When the first fossil, a crocodilian, was discovered in 1875 in the oil-shale deposit now known as the Messel Pit (Smith et al. 2018b), or “Messel” for short, it is certain that no one could predict the future importance of the site for science. Since that time, a vast trove of fossils, numbering in the many tens of thousands (Uhl et al. 2018), has been discovered and conserved. This effort continues. The deposit has been precisely dated to the early-middle Eocene boundary interval. And more generally, the climate of this time has been recognized as a “greenhouse climate” (e.g., Burke et al. 2018), one characterized by high atmospheric CO2 concentrations, higher overall temperatures, and lower seasonality. Messel is thus a window into the kind of world into which anthropogenic climate change may lead us in (geologically speaking) a breathtakingly short time.
Located near Frankfurt am Main, Germany, Messel represents an ancient maar lake, like those in the Volcanic Eifel and other areas (Fig. 1) today, created by volcanic eruptions 48.2 million years ago (Lenz et al. 2015). While the oblong pit today is less than 1 km in extent, the lake may once have been much larger (Büchel and Schaal 2018). The oil-shale comprises very fine laminae of clay minerals and organic remains, which were laid down at a rate of about 0.14 mm/yr (after compaction). The light part of the year is represented mostly by remains of a green alga, Tetraedron minimum, whereas mostly clay minerals were deposited in the dark part of the year when photosynthesis was depressed. Essentially all fossils come from this oil-shale.
+--
In the Messel Pit text, what was the first fossil found at the site, and in what year was it discovered?
+--
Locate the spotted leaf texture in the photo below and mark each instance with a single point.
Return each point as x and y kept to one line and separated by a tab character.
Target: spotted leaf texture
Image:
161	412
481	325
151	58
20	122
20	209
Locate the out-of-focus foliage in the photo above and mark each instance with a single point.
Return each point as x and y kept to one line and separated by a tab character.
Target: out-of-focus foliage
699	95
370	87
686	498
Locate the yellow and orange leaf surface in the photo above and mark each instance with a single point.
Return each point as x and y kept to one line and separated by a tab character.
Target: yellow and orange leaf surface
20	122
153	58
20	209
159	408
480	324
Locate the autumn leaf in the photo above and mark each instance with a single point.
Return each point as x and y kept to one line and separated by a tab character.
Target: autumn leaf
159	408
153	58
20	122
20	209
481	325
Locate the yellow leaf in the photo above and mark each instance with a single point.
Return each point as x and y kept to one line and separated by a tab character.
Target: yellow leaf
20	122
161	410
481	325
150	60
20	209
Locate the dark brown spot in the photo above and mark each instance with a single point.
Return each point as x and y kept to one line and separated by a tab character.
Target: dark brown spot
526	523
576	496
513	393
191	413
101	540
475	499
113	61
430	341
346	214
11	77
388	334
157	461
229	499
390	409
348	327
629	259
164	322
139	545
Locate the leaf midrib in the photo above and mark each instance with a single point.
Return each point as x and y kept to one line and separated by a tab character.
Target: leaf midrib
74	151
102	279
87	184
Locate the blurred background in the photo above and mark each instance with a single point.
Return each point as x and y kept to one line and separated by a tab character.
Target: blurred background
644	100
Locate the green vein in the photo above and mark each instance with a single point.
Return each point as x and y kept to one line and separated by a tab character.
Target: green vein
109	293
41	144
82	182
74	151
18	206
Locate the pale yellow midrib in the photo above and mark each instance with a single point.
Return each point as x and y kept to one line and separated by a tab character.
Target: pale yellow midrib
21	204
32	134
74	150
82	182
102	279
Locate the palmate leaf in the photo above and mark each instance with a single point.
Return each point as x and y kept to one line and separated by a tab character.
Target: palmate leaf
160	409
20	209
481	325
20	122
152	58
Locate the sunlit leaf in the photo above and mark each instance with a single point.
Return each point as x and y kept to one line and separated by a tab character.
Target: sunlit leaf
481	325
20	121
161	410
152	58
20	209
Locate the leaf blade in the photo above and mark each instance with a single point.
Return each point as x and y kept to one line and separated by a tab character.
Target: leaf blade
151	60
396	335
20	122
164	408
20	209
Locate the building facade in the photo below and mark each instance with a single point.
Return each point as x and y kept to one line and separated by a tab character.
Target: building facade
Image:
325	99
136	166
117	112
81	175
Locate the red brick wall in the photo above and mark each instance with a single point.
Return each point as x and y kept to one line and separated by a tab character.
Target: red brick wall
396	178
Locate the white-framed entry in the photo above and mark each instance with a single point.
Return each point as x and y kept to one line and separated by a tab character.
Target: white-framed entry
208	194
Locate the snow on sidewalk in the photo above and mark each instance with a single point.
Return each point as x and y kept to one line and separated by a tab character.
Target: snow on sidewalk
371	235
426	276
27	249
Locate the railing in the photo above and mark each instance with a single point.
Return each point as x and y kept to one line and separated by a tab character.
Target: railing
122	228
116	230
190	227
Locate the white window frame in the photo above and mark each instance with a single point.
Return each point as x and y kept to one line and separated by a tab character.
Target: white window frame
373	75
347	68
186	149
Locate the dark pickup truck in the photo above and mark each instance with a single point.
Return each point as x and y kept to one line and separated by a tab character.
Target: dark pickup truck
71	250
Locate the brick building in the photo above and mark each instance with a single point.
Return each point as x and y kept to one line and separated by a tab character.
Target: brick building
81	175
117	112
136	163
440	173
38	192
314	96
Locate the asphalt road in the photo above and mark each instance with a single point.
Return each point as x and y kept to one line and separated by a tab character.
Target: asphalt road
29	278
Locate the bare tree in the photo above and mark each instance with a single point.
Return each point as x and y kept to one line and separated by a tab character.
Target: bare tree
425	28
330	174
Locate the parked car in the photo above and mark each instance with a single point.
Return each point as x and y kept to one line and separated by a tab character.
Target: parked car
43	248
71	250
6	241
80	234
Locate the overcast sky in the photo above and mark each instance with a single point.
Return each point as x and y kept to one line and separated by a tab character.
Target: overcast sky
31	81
+--
▶ _REPLY TO THE TASK_: A crocodilian, discovered in 1875.